#### Selected extract

--- START ---

War and economic depression makes hostages of us all. And hostages will side with captors. As a species, we're wired to make the best of bad situations. And that wiring just guarantees that the bad situations will repeat.

Wednesday, September 01, 2004

Amateur Spy Unearths Amateur Terrorist

Were I not drunk right now, and trying to sober up at Ben's Cafe over a cappuccino, I wouldn't be bottom-feeding on the story of Ryan Anderson AKA Amir Abdul Rashid, national guardsman, tank loader, convert to Islam, convicted of carrying dangerous weapons near a school (boy, the Guard will take anybody these days, not just Lynddie England), and now to be tried for treason. What did he do? He passed information about U.S. tank vulnerabilities, much if not all of it available on the Web, to undercover agents posing as Al Qaeda.

It's worth bearing in mind that George W. Bush has just told us that the War on Terror is essentially unwinnable for reasons that should have some of us yelling "Whoa! Whoa! Nuance! Nuance! That's a French word, ain't it Bubba?" Are we reduced to tail-chasing? Are we reduced to nailing our own utterly ineffectual wingnuts of no particular relevance or risk, because we can't catch the real thing?

The amateur spy has her cheerleaders: Daniel Pipes, for one, lauds Shannon Rossmiller as an "American Hero." Um, that would be "heroine", would it not? Or does that have too much of an opiate echo these days, not to mention being slightly sexist? Well, whatever: she had nothing better to do with her time except bait a wingnut or two into the open, and not even in Arabic. I mean, it would take serious time to learn Arabic, right? Go for the low-hanging fruit - or nut, as the case may be. Rossmiller's a city judge and a mother of three in a town of about 2,700 people, and was recovering from having broken her pelvis. Can you say "bored"? Can you say "I went to law school for a trillion years, and all I got was this lousy backwater job?" I knew you could.

Now, am I out of my tree to think that a guy who posts openly, in English, confessing jihadi sympathies - nay, enthusiasms - has got to be too much of a nutter to be a threat? If you were an Al Qaeda operative, wouldn't you keep a very great distance from such a loudmouth, figuring that he was either an operative or was having his strings pulled unwittingly by operatives? Especially when it's so easy to just pop "M-1 tank" into Google?

--- END ---

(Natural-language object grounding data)
--- START ---

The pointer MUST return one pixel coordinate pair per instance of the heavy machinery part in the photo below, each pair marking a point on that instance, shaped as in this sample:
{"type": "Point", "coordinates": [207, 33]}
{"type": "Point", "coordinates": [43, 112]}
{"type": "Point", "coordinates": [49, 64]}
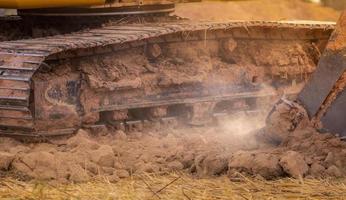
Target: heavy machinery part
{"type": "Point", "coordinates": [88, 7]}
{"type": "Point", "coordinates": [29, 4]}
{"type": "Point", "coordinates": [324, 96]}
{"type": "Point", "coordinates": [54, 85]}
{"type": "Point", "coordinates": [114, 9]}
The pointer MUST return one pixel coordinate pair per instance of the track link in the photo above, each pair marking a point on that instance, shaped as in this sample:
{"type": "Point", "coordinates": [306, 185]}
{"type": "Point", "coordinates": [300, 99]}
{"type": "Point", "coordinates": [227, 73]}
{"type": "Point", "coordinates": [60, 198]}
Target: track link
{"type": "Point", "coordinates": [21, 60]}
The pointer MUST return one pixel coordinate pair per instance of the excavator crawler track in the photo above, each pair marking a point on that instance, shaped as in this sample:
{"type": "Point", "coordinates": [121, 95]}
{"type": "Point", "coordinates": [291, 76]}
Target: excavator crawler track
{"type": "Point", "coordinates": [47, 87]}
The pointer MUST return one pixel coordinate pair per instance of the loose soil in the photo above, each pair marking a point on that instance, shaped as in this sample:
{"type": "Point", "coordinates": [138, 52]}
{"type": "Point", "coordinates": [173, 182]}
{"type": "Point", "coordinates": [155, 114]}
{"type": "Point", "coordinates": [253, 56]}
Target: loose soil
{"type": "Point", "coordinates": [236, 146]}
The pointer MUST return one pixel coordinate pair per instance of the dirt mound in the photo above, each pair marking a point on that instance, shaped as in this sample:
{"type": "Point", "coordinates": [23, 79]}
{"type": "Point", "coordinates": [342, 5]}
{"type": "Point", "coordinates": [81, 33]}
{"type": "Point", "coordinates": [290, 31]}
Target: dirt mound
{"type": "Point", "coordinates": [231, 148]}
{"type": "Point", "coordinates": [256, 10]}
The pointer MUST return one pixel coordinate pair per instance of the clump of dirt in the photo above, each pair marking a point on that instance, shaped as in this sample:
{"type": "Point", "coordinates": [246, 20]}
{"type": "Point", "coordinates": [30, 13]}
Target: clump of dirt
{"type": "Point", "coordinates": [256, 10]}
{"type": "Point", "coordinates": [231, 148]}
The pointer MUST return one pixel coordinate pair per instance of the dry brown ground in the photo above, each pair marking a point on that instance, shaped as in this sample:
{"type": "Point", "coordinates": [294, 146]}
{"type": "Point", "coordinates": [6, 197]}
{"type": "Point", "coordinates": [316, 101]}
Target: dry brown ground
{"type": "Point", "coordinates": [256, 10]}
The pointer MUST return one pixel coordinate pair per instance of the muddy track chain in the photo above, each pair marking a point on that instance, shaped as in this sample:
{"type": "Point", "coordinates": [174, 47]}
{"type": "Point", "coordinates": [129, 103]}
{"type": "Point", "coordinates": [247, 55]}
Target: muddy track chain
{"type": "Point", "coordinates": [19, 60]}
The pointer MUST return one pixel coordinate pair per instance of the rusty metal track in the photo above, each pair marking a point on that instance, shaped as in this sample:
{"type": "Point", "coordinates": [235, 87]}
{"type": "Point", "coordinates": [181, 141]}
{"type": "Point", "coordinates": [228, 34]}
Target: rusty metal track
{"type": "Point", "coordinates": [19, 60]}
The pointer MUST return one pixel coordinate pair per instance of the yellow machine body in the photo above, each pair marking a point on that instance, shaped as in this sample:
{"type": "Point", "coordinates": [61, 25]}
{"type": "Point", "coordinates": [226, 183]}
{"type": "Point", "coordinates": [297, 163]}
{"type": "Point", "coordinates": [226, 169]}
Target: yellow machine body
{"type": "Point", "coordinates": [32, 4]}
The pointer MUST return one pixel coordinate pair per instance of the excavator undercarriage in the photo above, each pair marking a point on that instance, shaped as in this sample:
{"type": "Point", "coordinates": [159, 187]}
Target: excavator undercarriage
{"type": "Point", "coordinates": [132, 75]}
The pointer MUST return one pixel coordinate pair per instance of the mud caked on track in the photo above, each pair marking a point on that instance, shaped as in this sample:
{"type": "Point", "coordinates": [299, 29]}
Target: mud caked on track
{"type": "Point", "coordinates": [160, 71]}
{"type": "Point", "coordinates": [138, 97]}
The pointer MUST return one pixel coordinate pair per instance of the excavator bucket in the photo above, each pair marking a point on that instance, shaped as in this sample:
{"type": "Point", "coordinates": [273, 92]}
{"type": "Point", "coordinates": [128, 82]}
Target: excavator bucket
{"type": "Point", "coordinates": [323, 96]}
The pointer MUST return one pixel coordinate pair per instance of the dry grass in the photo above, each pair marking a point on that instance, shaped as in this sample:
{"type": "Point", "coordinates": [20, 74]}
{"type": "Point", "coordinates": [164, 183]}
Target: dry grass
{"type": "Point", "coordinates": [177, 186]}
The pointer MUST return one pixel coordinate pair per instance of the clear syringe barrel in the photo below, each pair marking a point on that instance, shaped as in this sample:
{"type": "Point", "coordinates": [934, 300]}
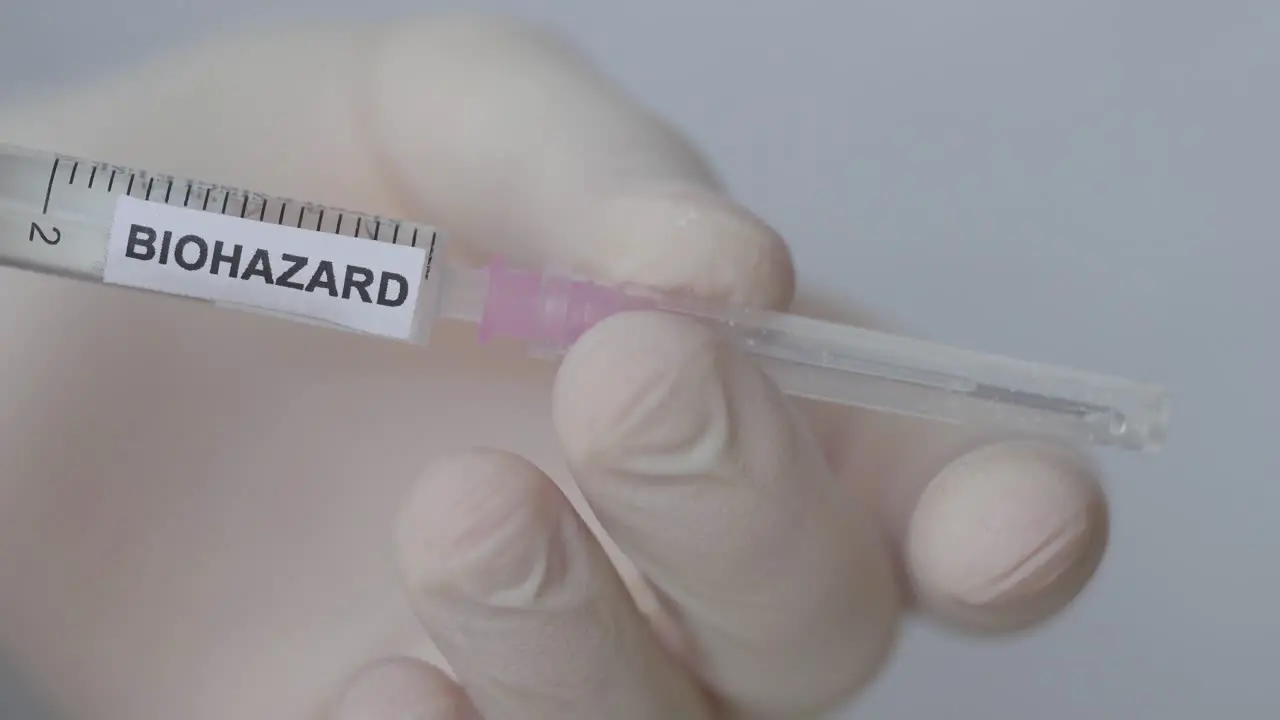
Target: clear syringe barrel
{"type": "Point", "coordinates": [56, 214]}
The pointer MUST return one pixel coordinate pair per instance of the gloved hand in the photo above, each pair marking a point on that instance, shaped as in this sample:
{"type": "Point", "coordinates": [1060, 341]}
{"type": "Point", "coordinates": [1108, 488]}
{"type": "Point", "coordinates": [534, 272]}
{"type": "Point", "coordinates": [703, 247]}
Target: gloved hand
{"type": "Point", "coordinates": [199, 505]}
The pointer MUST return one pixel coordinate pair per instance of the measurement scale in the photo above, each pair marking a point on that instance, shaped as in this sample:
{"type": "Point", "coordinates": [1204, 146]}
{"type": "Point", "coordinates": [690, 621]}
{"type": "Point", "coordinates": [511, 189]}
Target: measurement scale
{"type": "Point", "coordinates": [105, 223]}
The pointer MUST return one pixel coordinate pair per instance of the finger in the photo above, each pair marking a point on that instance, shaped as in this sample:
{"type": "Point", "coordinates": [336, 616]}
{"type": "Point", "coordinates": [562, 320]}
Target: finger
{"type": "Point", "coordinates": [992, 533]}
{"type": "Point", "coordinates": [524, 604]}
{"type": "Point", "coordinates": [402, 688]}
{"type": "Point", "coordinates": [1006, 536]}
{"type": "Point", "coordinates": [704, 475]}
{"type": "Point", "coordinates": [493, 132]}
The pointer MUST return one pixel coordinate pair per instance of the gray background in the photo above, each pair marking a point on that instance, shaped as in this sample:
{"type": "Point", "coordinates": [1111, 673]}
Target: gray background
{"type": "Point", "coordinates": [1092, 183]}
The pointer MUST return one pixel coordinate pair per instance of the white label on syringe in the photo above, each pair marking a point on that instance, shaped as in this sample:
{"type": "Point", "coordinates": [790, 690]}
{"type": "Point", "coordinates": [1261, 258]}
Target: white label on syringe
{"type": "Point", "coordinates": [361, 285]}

--- END ---

#### Required action
Please reproduce the part of the blog post about the amateur spy that opens with the words "Amateur Spy Unearths" and closes with "as Al Qaeda.".

#### Solved problem
Amateur Spy Unearths Amateur Terrorist

Were I not drunk right now, and trying to sober up at Ben's Cafe over a cappuccino, I wouldn't be bottom-feeding on the story of Ryan Anderson AKA Amir Abdul Rashid, national guardsman, tank loader, convert to Islam, convicted of carrying dangerous weapons near a school (boy, the Guard will take anybody these days, not just Lynddie England), and now to be tried for treason. What did he do? He passed information about U.S. tank vulnerabilities, much if not all of it available on the Web, to undercover agents posing as Al Qaeda.